:: Stored data

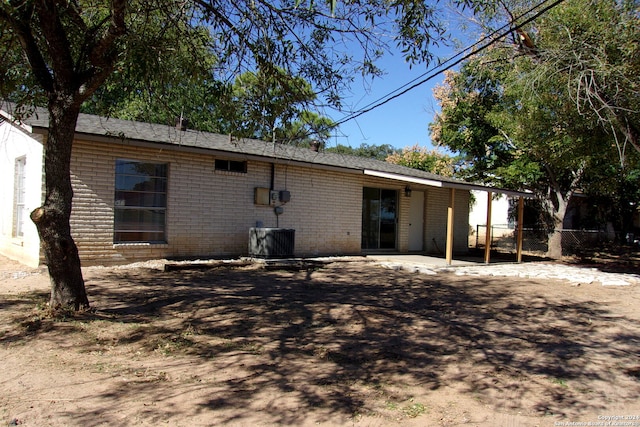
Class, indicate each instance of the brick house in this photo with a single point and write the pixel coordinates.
(144, 191)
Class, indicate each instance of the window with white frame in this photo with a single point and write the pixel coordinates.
(19, 196)
(140, 202)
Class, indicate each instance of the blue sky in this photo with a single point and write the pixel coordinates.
(401, 122)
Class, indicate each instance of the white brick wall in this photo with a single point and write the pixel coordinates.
(209, 212)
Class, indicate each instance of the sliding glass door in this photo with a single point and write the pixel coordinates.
(379, 218)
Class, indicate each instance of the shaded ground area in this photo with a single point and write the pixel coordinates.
(346, 344)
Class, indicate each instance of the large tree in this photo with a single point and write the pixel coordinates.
(548, 109)
(60, 52)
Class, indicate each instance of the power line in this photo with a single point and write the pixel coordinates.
(434, 72)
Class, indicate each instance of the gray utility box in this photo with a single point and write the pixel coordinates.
(271, 242)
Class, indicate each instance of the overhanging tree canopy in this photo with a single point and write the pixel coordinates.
(59, 53)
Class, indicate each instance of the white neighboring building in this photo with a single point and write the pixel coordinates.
(20, 167)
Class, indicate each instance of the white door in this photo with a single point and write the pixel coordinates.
(416, 221)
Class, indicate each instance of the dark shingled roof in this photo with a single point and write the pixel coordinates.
(125, 131)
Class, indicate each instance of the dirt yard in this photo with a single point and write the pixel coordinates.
(347, 344)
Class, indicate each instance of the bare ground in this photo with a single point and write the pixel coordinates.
(350, 343)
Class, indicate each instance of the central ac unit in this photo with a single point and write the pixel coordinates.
(271, 242)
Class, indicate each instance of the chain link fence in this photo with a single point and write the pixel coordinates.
(534, 241)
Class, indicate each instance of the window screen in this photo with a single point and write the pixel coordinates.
(140, 202)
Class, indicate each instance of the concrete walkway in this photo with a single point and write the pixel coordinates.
(533, 270)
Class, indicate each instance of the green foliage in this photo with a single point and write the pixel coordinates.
(378, 152)
(417, 157)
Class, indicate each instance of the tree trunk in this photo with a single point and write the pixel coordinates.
(554, 245)
(52, 218)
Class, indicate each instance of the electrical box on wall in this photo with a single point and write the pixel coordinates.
(285, 196)
(274, 196)
(261, 196)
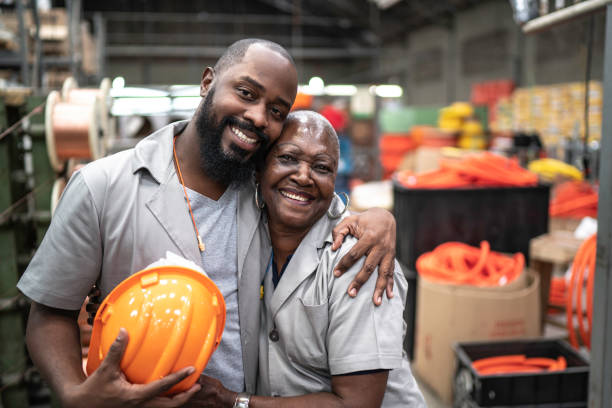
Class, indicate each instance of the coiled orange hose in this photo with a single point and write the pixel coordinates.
(518, 363)
(458, 263)
(574, 199)
(483, 169)
(584, 262)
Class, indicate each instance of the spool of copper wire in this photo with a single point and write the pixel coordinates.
(56, 192)
(71, 93)
(71, 130)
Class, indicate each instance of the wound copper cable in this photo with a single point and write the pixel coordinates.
(71, 131)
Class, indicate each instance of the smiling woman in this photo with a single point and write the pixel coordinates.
(298, 183)
(317, 345)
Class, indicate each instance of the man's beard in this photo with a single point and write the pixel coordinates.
(225, 168)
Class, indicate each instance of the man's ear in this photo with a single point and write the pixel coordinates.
(207, 78)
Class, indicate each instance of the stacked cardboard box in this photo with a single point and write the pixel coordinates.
(556, 112)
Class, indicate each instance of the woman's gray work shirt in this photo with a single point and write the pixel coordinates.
(311, 329)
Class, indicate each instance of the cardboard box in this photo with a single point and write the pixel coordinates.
(447, 314)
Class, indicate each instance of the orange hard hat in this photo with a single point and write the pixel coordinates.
(174, 317)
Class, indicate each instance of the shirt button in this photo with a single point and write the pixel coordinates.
(274, 335)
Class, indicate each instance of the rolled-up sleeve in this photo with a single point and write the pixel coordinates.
(362, 336)
(68, 261)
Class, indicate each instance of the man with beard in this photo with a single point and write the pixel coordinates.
(179, 190)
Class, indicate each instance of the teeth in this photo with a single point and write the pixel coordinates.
(243, 137)
(294, 196)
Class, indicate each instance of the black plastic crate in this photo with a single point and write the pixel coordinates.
(409, 311)
(567, 388)
(507, 217)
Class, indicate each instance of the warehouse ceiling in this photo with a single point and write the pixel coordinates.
(310, 29)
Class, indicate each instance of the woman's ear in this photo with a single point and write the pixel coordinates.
(207, 78)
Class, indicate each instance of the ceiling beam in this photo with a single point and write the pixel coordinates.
(157, 51)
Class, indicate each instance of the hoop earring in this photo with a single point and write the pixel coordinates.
(334, 216)
(263, 204)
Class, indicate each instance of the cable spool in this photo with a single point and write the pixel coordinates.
(71, 93)
(71, 131)
(56, 192)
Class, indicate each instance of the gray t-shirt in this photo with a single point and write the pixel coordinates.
(216, 221)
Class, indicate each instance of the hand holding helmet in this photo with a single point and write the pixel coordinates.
(175, 316)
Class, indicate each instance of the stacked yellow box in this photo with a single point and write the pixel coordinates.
(556, 112)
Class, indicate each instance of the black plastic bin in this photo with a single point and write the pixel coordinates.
(507, 217)
(567, 388)
(409, 311)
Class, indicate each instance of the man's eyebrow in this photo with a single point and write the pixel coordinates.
(262, 88)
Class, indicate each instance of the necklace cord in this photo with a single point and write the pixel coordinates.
(178, 168)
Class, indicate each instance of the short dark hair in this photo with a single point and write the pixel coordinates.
(236, 51)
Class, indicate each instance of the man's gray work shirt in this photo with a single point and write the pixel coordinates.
(123, 212)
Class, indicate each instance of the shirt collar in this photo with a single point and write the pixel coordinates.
(154, 153)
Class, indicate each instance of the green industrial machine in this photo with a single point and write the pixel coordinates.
(13, 360)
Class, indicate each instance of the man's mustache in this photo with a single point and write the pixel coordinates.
(249, 127)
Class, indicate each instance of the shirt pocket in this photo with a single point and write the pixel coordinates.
(309, 344)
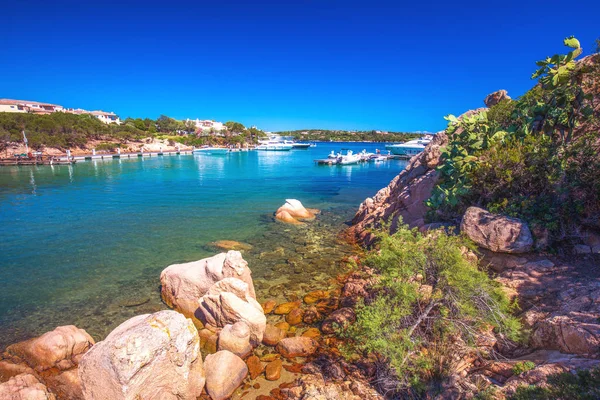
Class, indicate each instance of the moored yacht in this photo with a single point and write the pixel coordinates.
(410, 148)
(274, 145)
(212, 150)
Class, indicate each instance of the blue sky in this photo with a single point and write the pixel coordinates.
(283, 64)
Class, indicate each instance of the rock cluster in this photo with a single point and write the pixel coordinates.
(496, 232)
(45, 367)
(229, 301)
(183, 284)
(152, 356)
(293, 212)
(404, 198)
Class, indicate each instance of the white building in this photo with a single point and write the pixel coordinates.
(207, 124)
(23, 106)
(106, 117)
(35, 107)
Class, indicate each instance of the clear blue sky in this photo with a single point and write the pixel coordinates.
(283, 64)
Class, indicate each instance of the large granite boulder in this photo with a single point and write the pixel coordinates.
(494, 98)
(183, 284)
(496, 232)
(151, 356)
(225, 372)
(569, 335)
(293, 211)
(229, 301)
(24, 387)
(404, 198)
(61, 348)
(236, 339)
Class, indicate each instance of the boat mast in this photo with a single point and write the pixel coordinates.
(25, 141)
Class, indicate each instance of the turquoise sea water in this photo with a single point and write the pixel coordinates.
(85, 244)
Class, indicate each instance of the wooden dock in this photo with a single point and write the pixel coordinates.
(110, 156)
(64, 160)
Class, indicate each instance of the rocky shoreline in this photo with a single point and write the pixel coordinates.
(220, 341)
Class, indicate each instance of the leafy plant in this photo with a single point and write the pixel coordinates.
(432, 301)
(523, 366)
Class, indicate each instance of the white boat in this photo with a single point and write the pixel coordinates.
(349, 158)
(410, 148)
(212, 150)
(274, 145)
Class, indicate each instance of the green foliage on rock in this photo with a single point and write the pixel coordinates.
(529, 158)
(523, 366)
(432, 303)
(582, 385)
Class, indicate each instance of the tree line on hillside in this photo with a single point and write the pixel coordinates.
(324, 135)
(64, 131)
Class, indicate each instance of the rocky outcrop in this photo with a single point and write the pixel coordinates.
(183, 284)
(24, 387)
(61, 348)
(152, 356)
(496, 97)
(404, 197)
(225, 372)
(496, 232)
(236, 339)
(293, 212)
(229, 301)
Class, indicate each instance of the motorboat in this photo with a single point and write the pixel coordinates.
(274, 145)
(349, 158)
(410, 148)
(212, 150)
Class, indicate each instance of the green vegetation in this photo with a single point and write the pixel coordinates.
(64, 131)
(523, 366)
(60, 130)
(535, 158)
(321, 135)
(432, 303)
(583, 385)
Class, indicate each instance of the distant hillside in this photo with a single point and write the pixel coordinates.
(324, 135)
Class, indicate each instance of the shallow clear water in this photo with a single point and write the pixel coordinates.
(85, 244)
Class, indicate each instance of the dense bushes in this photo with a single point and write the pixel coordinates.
(61, 130)
(432, 303)
(536, 158)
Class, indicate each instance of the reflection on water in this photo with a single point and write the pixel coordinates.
(85, 244)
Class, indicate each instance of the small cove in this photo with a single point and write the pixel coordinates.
(85, 245)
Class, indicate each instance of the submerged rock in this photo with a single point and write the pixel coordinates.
(298, 346)
(496, 232)
(293, 211)
(225, 372)
(24, 387)
(229, 301)
(338, 319)
(152, 356)
(231, 245)
(183, 284)
(236, 338)
(61, 348)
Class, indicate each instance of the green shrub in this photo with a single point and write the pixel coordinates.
(523, 366)
(429, 296)
(537, 158)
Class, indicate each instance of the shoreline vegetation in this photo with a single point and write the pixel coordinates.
(54, 133)
(480, 280)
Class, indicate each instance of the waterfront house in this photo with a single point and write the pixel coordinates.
(34, 107)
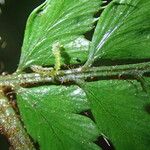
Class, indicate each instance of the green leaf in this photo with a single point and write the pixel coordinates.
(123, 31)
(121, 110)
(56, 21)
(51, 116)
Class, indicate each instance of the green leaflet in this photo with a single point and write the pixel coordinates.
(123, 31)
(51, 116)
(121, 110)
(57, 21)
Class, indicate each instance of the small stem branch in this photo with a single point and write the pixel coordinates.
(11, 126)
(76, 74)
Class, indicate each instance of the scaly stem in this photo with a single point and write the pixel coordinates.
(11, 126)
(76, 74)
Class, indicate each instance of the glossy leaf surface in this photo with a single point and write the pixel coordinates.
(54, 21)
(123, 31)
(121, 110)
(51, 116)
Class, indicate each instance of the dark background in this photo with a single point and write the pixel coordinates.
(12, 25)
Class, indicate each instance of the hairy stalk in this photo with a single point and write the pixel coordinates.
(73, 75)
(11, 126)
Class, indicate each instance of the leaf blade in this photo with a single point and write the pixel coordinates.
(122, 32)
(56, 21)
(55, 109)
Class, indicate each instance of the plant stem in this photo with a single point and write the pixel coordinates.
(11, 126)
(73, 75)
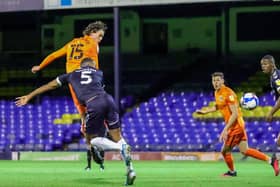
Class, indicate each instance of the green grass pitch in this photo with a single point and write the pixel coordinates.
(149, 174)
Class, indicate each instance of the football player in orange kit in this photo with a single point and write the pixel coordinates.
(75, 51)
(234, 133)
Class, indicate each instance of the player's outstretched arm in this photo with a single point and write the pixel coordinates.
(275, 108)
(35, 69)
(206, 110)
(23, 100)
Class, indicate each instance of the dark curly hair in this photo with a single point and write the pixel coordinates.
(94, 27)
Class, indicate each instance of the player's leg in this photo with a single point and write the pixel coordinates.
(81, 109)
(246, 150)
(94, 152)
(228, 158)
(119, 145)
(112, 118)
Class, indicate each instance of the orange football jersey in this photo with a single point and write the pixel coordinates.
(224, 98)
(75, 51)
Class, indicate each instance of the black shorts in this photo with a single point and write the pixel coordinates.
(100, 109)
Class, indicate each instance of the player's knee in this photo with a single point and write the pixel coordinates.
(98, 154)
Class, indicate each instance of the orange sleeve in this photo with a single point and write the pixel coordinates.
(54, 55)
(230, 97)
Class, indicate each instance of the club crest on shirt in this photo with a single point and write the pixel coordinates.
(274, 75)
(277, 82)
(231, 98)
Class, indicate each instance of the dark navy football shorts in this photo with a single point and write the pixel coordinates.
(99, 110)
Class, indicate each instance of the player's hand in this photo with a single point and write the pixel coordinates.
(269, 118)
(35, 69)
(223, 136)
(83, 129)
(21, 101)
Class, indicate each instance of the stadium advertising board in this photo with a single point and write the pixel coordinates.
(20, 5)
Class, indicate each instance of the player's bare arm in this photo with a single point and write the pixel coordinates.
(233, 117)
(23, 100)
(206, 110)
(275, 108)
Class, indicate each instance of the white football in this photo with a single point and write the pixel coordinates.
(249, 101)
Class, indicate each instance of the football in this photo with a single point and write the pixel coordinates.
(249, 101)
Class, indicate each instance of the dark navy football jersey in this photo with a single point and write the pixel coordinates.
(275, 82)
(87, 82)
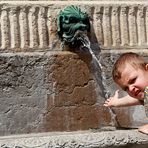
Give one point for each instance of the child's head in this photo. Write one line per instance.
(130, 72)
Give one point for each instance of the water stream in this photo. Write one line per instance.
(96, 62)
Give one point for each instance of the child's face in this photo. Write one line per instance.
(134, 81)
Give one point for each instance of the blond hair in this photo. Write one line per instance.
(131, 58)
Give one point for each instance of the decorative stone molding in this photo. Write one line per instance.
(32, 25)
(77, 139)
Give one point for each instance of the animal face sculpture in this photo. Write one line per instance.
(71, 21)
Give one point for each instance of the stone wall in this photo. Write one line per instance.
(44, 88)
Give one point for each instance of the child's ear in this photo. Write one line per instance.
(146, 66)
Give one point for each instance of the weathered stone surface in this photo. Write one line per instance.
(114, 139)
(33, 25)
(48, 92)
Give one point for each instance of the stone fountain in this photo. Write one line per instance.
(51, 93)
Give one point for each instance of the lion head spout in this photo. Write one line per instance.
(71, 21)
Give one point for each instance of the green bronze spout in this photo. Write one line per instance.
(72, 20)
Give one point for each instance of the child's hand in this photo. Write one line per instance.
(112, 101)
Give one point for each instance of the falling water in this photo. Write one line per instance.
(86, 44)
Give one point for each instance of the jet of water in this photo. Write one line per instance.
(85, 43)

::::

**Directions**
Your task is to transcribe exactly the lines from the one with "Give one point for each instance of the blond" through the end of the data, both included, and nothing besides.

**Expected answer**
Give one point for each instance of the blond hair in this photo. Write one line per instance.
(131, 58)
Give one point for each instance of the decorative stone molding in this photo. Write one line per instance.
(32, 25)
(77, 139)
Give one point for each instance of the animal face sculpture in this photo. Write one line per instance.
(71, 21)
Give one point for each instance of the stone wall in this photo. Write one line per instance.
(44, 88)
Give one point for each instance of the child's ear in this photo. Write one line per instance.
(146, 66)
Give one point for each instance of the weathered stone surface in this photo. Write one line per instance.
(114, 139)
(33, 25)
(48, 92)
Give one point for each instance of the stone fountain in this photo. Write one line per instance.
(51, 93)
Give one point for each instance of the lion head spout in this photo. Write one line per instance.
(71, 21)
Give one point for each instance of the green bronze spout in this photo. Write one line per instance.
(72, 20)
Give one point for each instance of the child's hand in this photo. Write one line per instance.
(112, 101)
Give one point for each instance of the falling water in this photo. Write one line per instance.
(86, 44)
Give one point for each instance of the jet of water in this photo. Write one line per instance.
(85, 43)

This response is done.